-- begin Source material --

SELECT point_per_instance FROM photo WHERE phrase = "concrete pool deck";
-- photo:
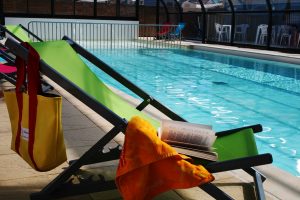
(83, 127)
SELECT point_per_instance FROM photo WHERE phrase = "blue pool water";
(221, 90)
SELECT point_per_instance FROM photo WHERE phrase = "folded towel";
(149, 166)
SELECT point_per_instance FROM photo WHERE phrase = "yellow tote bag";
(35, 117)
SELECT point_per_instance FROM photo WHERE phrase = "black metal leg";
(215, 192)
(60, 181)
(259, 187)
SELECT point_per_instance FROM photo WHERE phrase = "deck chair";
(69, 73)
(19, 33)
(164, 30)
(177, 34)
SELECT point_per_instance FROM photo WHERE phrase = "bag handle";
(34, 88)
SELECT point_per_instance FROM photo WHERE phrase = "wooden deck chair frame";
(60, 187)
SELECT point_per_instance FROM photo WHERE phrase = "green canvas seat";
(78, 79)
(74, 69)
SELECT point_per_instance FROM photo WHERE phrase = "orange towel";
(149, 166)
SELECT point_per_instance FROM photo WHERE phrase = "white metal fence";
(105, 35)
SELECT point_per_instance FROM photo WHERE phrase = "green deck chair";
(19, 32)
(72, 74)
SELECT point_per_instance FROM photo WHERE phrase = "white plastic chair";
(222, 32)
(241, 31)
(285, 32)
(261, 34)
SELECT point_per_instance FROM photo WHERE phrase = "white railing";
(104, 35)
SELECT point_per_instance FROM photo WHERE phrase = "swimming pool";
(221, 90)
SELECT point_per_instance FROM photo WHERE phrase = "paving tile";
(76, 122)
(20, 189)
(14, 167)
(83, 136)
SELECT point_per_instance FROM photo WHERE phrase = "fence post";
(110, 36)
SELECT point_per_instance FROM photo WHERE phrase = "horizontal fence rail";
(109, 36)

-- end Source material --

• **Challenge**
Leave out all images, then reproduce the entries above exactly.

• **Written solution**
SELECT point_per_instance FROM photo WHERE phrase = "concrete pool deck";
-- photo:
(83, 127)
SELECT point_per_instance FROM photo WHERE phrase = "blue pool water";
(221, 90)
SELECT point_per_instance FROM photo WHERE phrase = "folded towel";
(149, 166)
SELECT point_per_instance FROM photo WHERE phrase = "yellow tote bag";
(35, 117)
SELECT point_per_instance FROM photo WHERE phrase = "black metal leg";
(215, 192)
(60, 181)
(259, 187)
SELECT point_per_instance FROM photo WHERE phrase = "deck chair";
(69, 73)
(19, 33)
(164, 30)
(177, 34)
SELECT point_per_instance FROM photo WHERE phrase = "bag handle";
(34, 88)
SELECT point_per_instance FROM photo WHERE phrase = "wooden deck chair frame";
(60, 187)
SELECT point_per_instance FROM photo WHERE phrase = "green canvas seat";
(78, 79)
(74, 69)
SELECT point_per_instance FROM photo WHERE phrase = "orange towel";
(149, 166)
SELECT point_per_instance FROM photo WHERE phrase = "white metal fence";
(105, 35)
SELECT point_per_instance FROM photo WHERE phrase = "green deck chair";
(19, 32)
(72, 74)
SELECT point_per_instance FROM photo WHERE phrase = "white plastic chair";
(222, 32)
(241, 31)
(285, 32)
(261, 34)
SELECT point_per_instance FROM photo WHERE phrase = "white railing";
(104, 35)
SELECT point_per_instance FROM photo WHERE phrase = "swimming pool";
(221, 90)
SELECT point_per_instance FROM photo WHERE phrase = "paving tile";
(76, 122)
(20, 189)
(14, 167)
(83, 136)
SELECT point_per_instance FROM photo WHERE phrase = "fence post";
(110, 36)
SELECT point_per_instance FROM photo WHERE phrase = "horizontal fence rail";
(109, 36)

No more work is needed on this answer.